Like beautiful stationery, flowers have the ability to transform any wedding event into an elegant affair. As I try to make the impossible decision of which flowers I want to use, and where I want to use them at my wedding, I thought I'd do a bit of research and see what flowers are the most popular for weddings. I learned that the most popular breeds are roses, lilies, hydrangeas, tulips and peonies, all of which will range in price depending on the time of year that you need them.

Generally, It's a good idea to begin working with a floral designer at least six months prior to your wedding date. By this time, you should already have your wedding date, ceremony and reception venues secured, and you can work with a floral professional to create the wedding you are envisioning. For a more convenient and timely route, consider flowers deliveries for your wedding, and choose from beautiful and vibrant arrangements to compliment your wedding decor. Before you begin working with a floral designer or place an order for a flower delivery, it's always a good idea to research the flower(s) that you're focusing in on to see what time of year they are most popular and what varieties are available to you. It's also fun to learn more about what they symbolize! Roses, for instance, represent love, joy and beauty...perfect for weddings!

It's not shocking that roses are considered the number one, most popular wedding flower. There are more than three thousand varieties of roses available, many of which are available throughout the year. The three varieties of roses that are most popular, specifically, are hybrid tea roses (the classics), spray roses (smaller, with a "home grown" sort of look), and garden roses (pricey, old-fashioned and fragrant). They're great for bouquets, boutonnieres, arrangements and corsages, and represent love, joy and beauty.

Calla Lilies are technically available year-round, but are most often used in the spring and summertime. They fluctuate a lot in price, and tend to be expensive, because they are very prone to bruising, and pricey to transport for that reason. Two types of Calla Lilies are commonly available: larger varieties with long stems that are often used for bridal bouquets and tall centerpieces, and a smaller version typically used boutonnieres and such. Creamy ivory is the most popular color, but calla lilies also come in yellow, orange, pink and purple.

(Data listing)
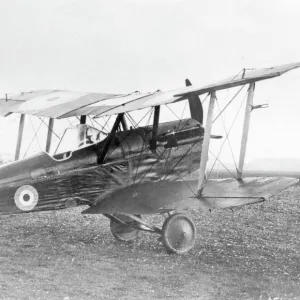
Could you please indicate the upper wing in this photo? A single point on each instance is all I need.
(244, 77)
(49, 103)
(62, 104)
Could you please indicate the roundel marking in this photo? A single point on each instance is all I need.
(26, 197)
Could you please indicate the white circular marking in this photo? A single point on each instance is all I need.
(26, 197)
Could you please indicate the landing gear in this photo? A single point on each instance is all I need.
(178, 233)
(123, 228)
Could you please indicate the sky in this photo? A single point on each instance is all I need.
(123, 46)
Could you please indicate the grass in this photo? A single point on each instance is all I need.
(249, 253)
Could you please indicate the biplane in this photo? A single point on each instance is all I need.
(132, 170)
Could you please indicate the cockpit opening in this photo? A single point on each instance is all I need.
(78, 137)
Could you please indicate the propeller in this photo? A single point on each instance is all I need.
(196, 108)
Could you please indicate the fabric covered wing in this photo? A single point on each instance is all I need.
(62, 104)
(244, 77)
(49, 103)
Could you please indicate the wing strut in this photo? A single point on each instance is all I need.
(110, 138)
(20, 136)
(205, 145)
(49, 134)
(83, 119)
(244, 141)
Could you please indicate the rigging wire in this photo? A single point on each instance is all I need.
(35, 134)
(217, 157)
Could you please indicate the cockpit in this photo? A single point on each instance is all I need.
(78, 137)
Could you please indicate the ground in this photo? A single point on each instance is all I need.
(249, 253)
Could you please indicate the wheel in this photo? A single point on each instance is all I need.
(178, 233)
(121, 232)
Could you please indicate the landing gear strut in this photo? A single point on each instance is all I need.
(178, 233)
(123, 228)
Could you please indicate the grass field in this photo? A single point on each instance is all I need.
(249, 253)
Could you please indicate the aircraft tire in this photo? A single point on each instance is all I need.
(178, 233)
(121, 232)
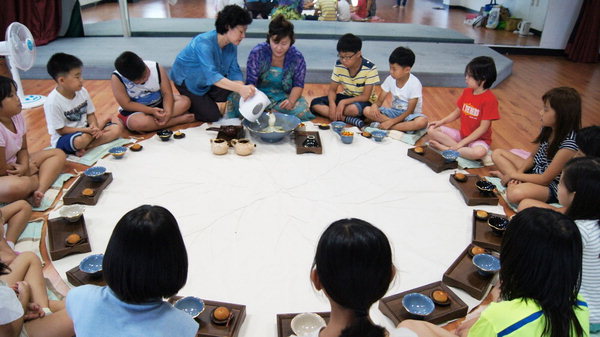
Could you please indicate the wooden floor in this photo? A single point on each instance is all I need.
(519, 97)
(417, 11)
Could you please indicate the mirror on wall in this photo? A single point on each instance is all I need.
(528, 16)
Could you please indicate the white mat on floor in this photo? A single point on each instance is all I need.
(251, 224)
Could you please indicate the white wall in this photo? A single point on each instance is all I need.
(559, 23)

...

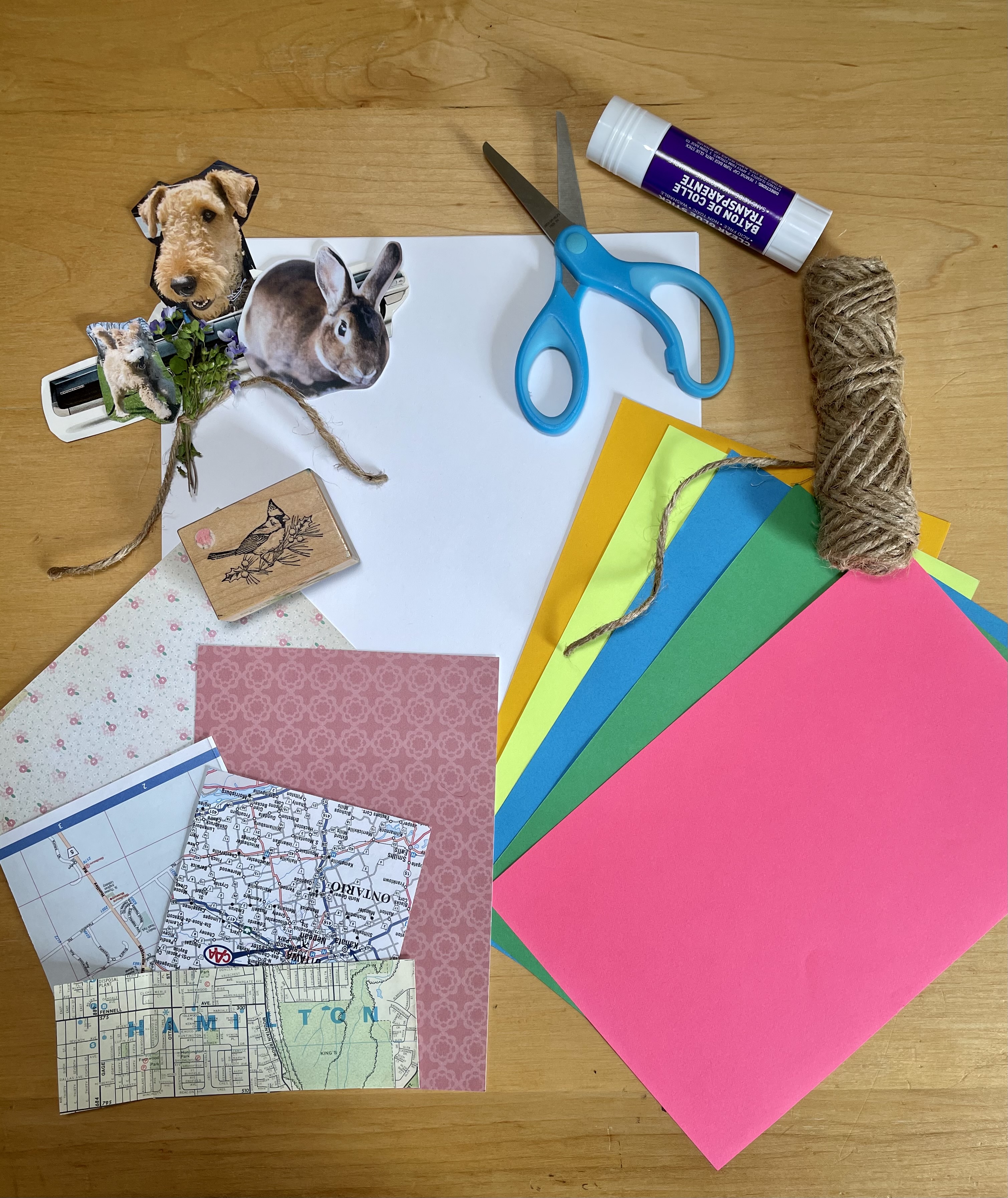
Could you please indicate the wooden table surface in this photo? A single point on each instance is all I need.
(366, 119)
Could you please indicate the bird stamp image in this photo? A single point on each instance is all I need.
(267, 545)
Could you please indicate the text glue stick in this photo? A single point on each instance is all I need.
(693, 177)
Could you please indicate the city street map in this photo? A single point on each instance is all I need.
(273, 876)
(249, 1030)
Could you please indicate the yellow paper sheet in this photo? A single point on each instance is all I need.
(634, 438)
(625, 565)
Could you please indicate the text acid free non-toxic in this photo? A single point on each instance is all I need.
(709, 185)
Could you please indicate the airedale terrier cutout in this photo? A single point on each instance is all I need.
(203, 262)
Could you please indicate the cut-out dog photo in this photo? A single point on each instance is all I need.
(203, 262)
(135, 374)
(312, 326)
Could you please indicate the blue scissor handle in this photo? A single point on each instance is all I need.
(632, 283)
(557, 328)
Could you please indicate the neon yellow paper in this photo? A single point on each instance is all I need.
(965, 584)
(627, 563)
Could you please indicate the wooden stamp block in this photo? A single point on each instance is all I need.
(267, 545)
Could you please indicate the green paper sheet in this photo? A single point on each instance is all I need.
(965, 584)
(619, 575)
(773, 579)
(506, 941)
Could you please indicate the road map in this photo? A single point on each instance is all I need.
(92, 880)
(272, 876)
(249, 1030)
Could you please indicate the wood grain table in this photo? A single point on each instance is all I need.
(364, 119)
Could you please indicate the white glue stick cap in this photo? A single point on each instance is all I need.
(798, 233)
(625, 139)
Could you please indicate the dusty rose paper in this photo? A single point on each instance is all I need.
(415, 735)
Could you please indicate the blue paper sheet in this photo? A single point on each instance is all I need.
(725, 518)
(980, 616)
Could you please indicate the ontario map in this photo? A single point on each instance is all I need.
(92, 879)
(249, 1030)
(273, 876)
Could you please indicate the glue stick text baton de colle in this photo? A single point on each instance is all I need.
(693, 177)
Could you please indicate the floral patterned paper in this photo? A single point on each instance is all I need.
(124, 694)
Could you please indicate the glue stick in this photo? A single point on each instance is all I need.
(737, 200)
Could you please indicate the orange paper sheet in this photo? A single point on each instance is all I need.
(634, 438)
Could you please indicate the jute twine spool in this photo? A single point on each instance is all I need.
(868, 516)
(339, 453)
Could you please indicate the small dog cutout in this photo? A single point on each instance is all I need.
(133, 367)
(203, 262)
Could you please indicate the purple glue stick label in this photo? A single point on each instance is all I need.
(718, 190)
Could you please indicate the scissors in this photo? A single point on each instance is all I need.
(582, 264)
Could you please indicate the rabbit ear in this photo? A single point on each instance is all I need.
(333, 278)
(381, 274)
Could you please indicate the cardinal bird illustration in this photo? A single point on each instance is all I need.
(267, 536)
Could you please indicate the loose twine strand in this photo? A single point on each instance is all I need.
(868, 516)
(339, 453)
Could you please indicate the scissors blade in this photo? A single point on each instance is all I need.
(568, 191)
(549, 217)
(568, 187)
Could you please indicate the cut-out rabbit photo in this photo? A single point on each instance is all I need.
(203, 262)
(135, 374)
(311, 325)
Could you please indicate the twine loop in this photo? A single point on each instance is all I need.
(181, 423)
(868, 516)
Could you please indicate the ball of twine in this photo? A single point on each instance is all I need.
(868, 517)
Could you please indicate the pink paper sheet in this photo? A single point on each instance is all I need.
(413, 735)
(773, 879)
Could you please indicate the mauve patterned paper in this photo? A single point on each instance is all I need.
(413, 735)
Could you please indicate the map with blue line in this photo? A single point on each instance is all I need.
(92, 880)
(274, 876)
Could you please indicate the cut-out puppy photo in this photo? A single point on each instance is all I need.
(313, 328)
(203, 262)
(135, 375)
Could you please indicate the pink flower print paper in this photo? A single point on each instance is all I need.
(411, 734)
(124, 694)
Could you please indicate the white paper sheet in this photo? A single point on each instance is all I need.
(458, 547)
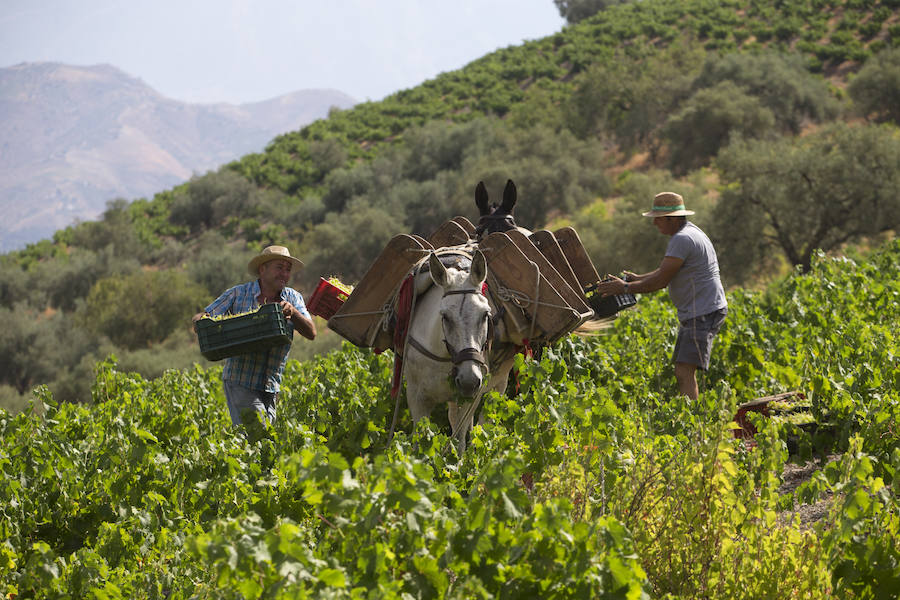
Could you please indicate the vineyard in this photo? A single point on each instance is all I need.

§ **WORK REQUIRED**
Pick up the article on popular wedding flowers after its last sentence and continue writing it.

§ **EXERCISE RESULT**
Hydrangeas may be purchased at any time of the year, but depending on the season, they can range greatly in quality - size, color and fullness. Spring and fall are usually the best times to purchase these wedding flowers. They are unscented, and require constant hydration in order to prevent wilting, so they are best kept in water at all times, in centerpieces, rather than bouquets or boutonnieres. You'll find the hydrangea in white and shades of green, pink, burgundy, and blue.

Meaning love and passion, tulips are a popular choice for weddings because they are grown in a wide variety of colors, and are highly versatile flowers that can be used in casual or elegant occasions. When I see tulips, I immediately think spring wedding, which is when tulips are in season and at their most affordable. However, tulips are at their best when used in arrangements and centerpieces, rather than bouquets, because of their sensitivity to heat. There are three different kinds of Tulips: Dutch, which is the most common variety, French, which are more expensive, with longer stems with larger blossoms, and the most rare of the three, Parrot tulips, which have ruffled and striped petals.

I knew that I couldn't possibly leave out the peony as one of my top five wedding flowers. A relatively expensive flower choice, pink peonies are a favorite of "Gossip Girl's" Blaire Waldorf, a rather fitting choice for her given that the peony is considered the Victorian meaning of "bashfulness," symbolizing ambition and success. A peony is a large, full bloom, with a pleasant fragrance and vivid color, considered in season in the late spring to early summer. Peonies are great for arrangements, but can also work well in a bouquet because of their fullness and beautiful colors.

Bouquet of Peonies

Personally, I am most fond of daisies. Not Gerbera Daisies, but Pom Daisies. I think it's a heady mix of childhood nostalgia and emotion that makes them my favorite flower ever and always. I like to call them my "happy" flowers, because they're so bright and cheery (and cheap!). Any time I'm lucky enough to receive them, it makes me smile instantly, and for that reason, I also love giving them to my friends and family whenever the opportunity arises.

I know that Pom Daises aren't your typical wedding flower. Gerbera, yes, but when I say "Pom Daisies" to any vendor, I usually get a confused look in response. In my opinion, they are way under-utilized for how beautiful and timeless they are. I'm not a florist, but I'm sure there's a good reason why they're not used as much as other flowers...the stems are too thin and breakable, perhaps? Regardless, I decided a long time ago that my bridal bouquet would be filled with Pom Daisies, and nothing else. No Poms in season? "Honey, we're changing the date!"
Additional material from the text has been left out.